- _TASK BRIEF_
Turn the material below into a numbered list, from the line containing "Practice step: find the mottled" through the end of the material, both ends included. Leave out blank lines and pictures.

- _RECORDS SUPPLIED_
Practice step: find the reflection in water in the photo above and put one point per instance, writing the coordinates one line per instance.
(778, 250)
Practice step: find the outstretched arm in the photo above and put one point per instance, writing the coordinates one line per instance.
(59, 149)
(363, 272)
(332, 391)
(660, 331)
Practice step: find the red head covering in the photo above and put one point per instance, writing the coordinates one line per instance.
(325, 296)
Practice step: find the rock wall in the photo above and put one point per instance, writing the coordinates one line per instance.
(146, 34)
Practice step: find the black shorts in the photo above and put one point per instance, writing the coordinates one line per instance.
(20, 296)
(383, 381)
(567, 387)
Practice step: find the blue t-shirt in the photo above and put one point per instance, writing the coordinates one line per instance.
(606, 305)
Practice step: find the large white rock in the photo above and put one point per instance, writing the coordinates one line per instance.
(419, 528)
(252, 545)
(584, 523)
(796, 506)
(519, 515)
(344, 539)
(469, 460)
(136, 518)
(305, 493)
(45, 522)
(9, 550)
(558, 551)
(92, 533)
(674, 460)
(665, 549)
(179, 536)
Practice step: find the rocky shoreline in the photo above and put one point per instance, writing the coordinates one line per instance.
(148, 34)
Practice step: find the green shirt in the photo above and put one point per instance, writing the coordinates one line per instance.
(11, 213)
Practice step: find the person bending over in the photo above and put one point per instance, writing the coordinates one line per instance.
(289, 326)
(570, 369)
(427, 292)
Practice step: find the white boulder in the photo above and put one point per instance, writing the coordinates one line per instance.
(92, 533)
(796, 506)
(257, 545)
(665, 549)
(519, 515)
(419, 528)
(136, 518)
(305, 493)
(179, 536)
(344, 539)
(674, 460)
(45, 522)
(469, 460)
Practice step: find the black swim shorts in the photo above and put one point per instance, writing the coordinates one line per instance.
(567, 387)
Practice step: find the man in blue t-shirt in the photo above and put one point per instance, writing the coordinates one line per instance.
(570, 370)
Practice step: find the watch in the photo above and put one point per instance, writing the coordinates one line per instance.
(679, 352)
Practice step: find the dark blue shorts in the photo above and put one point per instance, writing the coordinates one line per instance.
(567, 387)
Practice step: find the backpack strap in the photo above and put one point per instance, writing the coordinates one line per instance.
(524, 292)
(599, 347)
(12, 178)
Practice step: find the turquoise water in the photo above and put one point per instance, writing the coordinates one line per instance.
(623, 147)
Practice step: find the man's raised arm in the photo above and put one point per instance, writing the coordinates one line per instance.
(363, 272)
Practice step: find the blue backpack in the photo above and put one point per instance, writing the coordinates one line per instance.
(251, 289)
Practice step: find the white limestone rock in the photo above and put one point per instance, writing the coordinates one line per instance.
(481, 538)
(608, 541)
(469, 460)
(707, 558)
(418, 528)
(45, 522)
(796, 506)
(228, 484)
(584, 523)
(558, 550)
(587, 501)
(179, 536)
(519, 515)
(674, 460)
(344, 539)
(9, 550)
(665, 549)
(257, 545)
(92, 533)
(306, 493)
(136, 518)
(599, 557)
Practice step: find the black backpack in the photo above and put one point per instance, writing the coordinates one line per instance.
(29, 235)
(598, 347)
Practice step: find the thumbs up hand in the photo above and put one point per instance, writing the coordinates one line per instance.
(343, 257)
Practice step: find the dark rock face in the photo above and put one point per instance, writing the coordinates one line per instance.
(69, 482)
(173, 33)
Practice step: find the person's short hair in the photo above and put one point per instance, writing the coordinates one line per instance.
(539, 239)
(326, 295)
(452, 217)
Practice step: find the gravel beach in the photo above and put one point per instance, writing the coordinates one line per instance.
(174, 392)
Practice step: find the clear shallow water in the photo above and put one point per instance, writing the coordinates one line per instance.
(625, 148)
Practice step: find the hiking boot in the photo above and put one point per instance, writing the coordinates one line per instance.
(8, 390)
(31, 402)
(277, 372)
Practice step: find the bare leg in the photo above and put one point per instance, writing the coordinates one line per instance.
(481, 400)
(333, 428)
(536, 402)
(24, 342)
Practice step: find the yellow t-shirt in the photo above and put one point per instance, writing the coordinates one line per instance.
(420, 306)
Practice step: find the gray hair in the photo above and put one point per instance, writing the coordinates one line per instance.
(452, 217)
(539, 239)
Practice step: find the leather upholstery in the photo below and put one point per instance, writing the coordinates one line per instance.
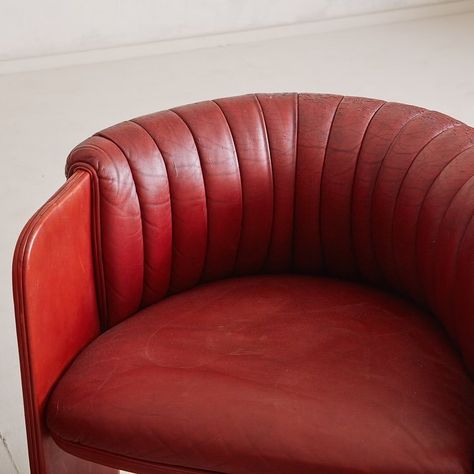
(56, 312)
(272, 375)
(168, 205)
(321, 184)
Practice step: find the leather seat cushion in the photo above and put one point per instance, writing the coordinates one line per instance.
(272, 374)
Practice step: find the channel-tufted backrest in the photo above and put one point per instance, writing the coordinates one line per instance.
(321, 184)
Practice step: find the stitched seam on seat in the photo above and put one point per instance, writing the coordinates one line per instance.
(67, 443)
(321, 243)
(269, 154)
(204, 266)
(127, 159)
(81, 164)
(241, 186)
(456, 262)
(353, 249)
(431, 140)
(169, 191)
(374, 187)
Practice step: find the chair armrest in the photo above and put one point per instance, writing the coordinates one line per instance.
(55, 307)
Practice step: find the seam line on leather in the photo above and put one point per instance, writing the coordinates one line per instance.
(450, 203)
(206, 252)
(295, 170)
(135, 121)
(269, 155)
(98, 251)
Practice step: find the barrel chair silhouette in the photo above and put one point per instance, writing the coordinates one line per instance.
(264, 284)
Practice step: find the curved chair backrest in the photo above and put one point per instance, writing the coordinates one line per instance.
(322, 184)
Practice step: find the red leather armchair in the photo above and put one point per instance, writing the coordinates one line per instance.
(263, 284)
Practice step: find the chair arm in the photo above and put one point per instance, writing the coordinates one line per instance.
(55, 308)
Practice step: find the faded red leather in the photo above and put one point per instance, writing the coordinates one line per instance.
(328, 186)
(273, 374)
(322, 184)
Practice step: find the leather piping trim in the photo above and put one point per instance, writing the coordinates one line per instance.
(420, 113)
(396, 271)
(134, 121)
(99, 275)
(32, 415)
(120, 461)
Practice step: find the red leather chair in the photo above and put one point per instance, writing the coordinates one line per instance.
(262, 284)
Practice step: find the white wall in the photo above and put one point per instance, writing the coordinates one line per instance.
(32, 28)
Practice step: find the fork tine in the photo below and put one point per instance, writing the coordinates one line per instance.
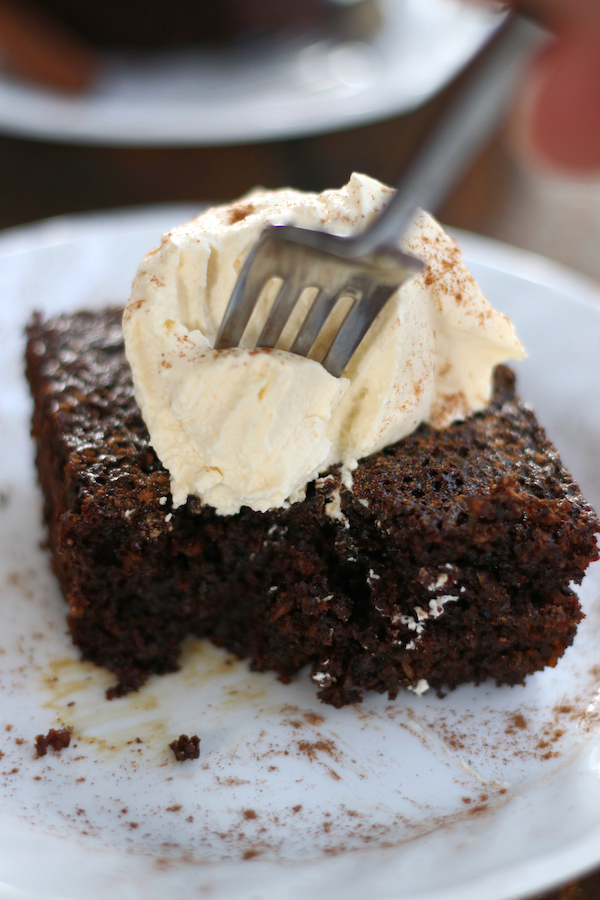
(354, 327)
(316, 317)
(239, 310)
(281, 310)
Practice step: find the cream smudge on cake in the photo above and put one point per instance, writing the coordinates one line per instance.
(248, 427)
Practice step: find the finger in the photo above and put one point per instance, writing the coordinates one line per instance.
(564, 15)
(558, 120)
(34, 47)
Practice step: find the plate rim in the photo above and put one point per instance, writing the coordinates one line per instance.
(477, 249)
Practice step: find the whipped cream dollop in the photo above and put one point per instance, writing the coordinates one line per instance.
(252, 427)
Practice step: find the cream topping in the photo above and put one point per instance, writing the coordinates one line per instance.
(249, 427)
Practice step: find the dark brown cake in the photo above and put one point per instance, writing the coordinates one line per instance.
(150, 24)
(450, 560)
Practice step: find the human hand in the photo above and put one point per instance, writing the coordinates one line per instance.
(558, 115)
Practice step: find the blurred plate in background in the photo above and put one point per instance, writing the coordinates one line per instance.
(263, 89)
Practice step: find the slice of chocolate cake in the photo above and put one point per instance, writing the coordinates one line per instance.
(448, 560)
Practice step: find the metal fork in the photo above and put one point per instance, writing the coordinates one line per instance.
(369, 267)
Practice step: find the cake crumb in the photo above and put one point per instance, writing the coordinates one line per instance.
(58, 740)
(185, 747)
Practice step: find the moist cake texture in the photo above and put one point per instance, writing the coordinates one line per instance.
(449, 560)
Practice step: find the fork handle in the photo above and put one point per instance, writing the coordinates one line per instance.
(465, 126)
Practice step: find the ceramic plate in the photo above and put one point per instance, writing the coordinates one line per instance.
(260, 90)
(487, 792)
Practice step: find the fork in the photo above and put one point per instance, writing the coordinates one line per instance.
(368, 268)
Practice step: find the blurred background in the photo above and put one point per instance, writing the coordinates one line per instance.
(125, 102)
(118, 104)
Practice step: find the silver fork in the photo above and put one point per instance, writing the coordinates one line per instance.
(368, 267)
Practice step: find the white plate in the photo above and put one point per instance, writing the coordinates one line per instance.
(263, 90)
(422, 798)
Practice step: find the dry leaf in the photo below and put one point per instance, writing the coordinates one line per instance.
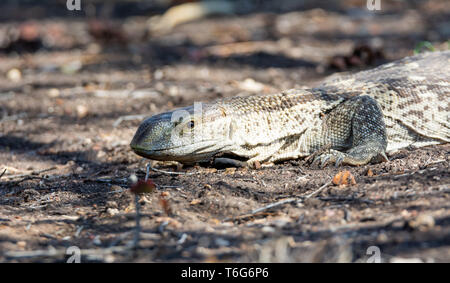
(344, 178)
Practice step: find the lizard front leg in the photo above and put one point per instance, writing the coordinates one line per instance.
(357, 133)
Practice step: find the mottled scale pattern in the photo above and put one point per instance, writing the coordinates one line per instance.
(349, 118)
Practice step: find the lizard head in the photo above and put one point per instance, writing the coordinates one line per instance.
(188, 135)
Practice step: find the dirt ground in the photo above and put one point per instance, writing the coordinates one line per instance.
(69, 83)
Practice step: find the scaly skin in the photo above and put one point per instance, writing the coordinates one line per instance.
(357, 118)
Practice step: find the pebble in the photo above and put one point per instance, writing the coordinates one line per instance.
(14, 75)
(112, 211)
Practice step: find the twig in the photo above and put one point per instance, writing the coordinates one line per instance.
(138, 222)
(274, 205)
(1, 175)
(96, 253)
(318, 190)
(31, 173)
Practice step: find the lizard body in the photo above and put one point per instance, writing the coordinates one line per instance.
(356, 117)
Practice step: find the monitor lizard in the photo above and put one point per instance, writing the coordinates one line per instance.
(348, 119)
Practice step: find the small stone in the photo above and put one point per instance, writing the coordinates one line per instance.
(422, 222)
(268, 230)
(112, 211)
(111, 204)
(53, 92)
(116, 188)
(222, 242)
(82, 111)
(14, 75)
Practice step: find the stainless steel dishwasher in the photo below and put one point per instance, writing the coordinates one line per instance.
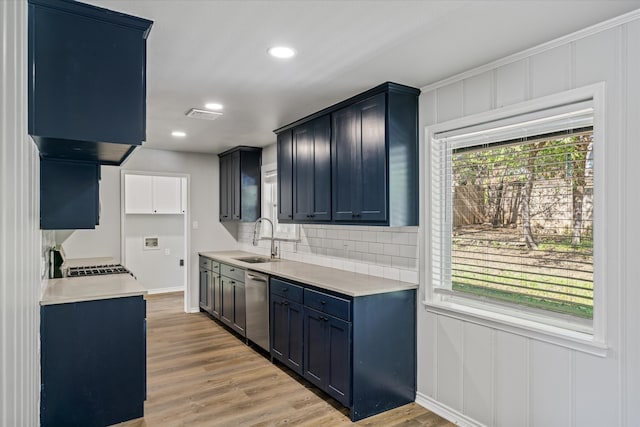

- _ANSWER TO THIS EXERCISE_
1. Practice step: find the mottled scale pattern in the photo above and put one point per instance, writing the coordinates one line per instance.
2. (349, 118)
3. Practice step: find the lizard head in the photo above and put one point per instance, writing the coordinates one line per instance.
4. (188, 135)
5. Practice step: find the dirt ground in the photo above and put one point per instance, writing the coordinates one line per instance.
6. (69, 83)
7. Practice step: find the scaly skin in the photo above and put one point per instance, writing the coordinates one line per instance.
8. (357, 118)
9. Practice step: find the pebble in the photo above and put one point per instance, writing the coordinates one line per instance.
10. (14, 75)
11. (112, 211)
12. Practice step: find the twig in the photo above and put one point per instance, writing the coordinates one line per instance.
13. (138, 222)
14. (274, 205)
15. (1, 175)
16. (96, 253)
17. (318, 190)
18. (31, 173)
19. Practice step: find the lizard body in the photo above and put one point per instance, writing the coordinates one line per instance.
20. (356, 117)
21. Practice step: find the monitor lizard in the photo above and put one point per instance, writing the coordinates one line per instance.
22. (348, 119)
23. Practice step: find the small stone in the photo above and put one point per instance, writing the coordinates one line per instance.
24. (422, 222)
25. (268, 230)
26. (112, 211)
27. (111, 204)
28. (53, 92)
29. (116, 188)
30. (222, 242)
31. (82, 111)
32. (14, 75)
33. Practice step: find the stainless steel dishwasher in the photo below and put one point per instance, writing the coordinates one line per instance.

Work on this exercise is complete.